» **Stated goal**: Could you copy the material from its first line up to and including the line with "[0,8,98,130]", switching "magenta petal" to "purple petal" and leaving everything else unchanged?

» **Dataset entries**:
● ● ● ●
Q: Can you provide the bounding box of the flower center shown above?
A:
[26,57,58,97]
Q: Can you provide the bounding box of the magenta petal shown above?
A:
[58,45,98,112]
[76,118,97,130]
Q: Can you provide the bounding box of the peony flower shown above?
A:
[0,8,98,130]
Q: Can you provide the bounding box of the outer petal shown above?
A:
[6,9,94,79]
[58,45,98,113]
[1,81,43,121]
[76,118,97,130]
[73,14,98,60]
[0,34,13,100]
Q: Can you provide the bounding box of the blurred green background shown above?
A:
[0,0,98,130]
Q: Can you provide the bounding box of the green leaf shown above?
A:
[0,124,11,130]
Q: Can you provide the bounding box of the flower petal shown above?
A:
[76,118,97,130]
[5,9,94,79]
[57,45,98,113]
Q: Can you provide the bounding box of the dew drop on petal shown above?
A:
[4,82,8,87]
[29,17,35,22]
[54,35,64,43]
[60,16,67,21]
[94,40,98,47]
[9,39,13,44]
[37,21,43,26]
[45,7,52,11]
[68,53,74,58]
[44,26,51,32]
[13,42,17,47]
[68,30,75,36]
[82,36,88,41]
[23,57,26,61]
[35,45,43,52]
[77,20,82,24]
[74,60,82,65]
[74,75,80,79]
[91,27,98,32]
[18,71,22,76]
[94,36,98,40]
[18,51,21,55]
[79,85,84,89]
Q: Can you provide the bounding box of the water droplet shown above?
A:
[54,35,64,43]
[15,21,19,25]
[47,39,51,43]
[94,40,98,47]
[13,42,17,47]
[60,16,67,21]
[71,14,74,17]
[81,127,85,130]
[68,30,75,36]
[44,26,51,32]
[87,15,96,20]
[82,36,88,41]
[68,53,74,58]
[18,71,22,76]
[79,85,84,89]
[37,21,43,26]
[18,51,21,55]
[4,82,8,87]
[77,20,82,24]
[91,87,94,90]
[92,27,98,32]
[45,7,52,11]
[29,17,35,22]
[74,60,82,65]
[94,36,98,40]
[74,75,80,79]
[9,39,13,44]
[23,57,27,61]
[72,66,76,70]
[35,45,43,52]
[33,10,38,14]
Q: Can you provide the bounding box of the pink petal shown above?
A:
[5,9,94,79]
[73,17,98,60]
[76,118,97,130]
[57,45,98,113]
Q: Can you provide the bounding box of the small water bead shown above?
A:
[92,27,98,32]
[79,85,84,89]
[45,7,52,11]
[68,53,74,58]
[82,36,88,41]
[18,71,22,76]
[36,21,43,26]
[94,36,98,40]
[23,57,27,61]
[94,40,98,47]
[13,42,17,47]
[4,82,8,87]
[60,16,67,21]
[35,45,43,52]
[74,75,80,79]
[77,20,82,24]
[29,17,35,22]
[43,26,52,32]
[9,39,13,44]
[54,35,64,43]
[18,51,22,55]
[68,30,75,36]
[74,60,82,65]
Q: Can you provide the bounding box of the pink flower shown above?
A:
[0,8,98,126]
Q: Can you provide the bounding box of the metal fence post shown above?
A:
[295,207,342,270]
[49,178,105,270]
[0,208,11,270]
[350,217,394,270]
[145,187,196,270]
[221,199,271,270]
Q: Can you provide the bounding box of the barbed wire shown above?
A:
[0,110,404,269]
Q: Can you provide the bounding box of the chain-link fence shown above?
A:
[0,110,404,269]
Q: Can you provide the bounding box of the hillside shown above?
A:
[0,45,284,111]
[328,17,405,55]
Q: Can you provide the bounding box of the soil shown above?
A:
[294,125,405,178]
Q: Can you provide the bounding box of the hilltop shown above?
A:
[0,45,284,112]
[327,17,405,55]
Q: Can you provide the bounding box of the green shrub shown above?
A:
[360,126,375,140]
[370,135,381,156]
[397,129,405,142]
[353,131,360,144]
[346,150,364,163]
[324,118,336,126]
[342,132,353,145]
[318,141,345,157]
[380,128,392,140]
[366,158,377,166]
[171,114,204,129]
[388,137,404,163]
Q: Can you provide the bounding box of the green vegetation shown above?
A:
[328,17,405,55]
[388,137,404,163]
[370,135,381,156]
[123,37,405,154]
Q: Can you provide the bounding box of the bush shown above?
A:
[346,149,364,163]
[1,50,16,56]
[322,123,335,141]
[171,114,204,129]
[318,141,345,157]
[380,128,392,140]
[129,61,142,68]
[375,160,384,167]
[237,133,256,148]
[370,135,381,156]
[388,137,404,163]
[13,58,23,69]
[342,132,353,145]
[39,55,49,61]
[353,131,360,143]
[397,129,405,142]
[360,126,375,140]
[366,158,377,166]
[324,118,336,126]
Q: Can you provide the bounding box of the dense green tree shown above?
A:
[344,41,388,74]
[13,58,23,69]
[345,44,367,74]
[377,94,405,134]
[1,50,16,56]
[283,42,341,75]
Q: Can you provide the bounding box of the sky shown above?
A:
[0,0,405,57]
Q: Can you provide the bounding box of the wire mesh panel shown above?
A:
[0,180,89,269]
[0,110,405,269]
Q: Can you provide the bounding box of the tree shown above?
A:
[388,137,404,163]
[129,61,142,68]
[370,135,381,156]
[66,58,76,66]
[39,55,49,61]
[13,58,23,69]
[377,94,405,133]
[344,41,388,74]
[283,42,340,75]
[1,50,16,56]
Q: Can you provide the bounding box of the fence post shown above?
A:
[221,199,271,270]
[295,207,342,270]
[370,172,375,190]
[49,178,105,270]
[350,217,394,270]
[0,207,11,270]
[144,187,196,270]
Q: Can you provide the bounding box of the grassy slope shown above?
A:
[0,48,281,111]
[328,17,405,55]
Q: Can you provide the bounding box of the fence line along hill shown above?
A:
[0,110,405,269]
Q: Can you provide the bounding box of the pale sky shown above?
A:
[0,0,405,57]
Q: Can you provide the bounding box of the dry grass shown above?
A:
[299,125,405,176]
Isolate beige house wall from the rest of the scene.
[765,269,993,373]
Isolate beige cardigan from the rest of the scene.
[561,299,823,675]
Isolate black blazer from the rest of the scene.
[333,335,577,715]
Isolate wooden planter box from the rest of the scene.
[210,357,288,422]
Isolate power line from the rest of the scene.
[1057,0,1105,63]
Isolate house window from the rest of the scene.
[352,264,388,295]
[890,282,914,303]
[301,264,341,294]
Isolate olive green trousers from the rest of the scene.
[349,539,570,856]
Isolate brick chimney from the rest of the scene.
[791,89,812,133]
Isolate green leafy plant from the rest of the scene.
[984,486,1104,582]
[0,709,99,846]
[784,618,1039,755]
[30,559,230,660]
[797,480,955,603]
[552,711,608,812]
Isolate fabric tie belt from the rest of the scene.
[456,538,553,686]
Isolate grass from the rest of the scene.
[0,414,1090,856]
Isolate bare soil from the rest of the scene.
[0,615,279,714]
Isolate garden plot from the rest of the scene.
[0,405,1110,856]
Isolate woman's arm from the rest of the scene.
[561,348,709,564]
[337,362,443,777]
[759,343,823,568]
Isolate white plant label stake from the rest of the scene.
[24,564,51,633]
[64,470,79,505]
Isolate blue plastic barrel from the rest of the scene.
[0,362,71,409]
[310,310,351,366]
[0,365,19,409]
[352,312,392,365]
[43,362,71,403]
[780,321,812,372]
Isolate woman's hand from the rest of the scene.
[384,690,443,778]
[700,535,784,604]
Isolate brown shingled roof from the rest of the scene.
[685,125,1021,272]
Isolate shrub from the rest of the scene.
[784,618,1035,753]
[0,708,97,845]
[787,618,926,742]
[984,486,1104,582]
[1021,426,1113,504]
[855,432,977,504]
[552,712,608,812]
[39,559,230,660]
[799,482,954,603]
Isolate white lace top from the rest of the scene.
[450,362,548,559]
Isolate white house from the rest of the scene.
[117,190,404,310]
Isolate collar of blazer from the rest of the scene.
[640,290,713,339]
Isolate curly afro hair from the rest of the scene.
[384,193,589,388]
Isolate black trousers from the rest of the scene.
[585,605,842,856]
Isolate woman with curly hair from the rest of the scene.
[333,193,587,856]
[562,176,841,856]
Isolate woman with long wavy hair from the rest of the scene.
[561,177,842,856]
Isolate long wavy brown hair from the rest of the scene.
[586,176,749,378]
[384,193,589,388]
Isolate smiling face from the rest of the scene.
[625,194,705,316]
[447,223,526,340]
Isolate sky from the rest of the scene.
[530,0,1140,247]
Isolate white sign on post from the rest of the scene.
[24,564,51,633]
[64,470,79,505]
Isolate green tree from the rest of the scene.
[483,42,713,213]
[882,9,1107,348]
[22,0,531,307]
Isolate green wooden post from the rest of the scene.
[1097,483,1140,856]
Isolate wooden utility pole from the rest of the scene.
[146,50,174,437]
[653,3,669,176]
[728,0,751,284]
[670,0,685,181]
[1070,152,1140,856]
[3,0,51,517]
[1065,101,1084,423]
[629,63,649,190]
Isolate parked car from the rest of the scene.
● ● ● ●
» **Correct output**:
Q: Can you provide the bounding box of the flower center shown above?
A:
[26,57,58,97]
Q: Can you provide the bounding box of the purple petal shown above?
A:
[58,45,98,112]
[76,118,97,130]
Q: Can you provide the bounding box of the peony flower shown above?
A:
[0,8,98,130]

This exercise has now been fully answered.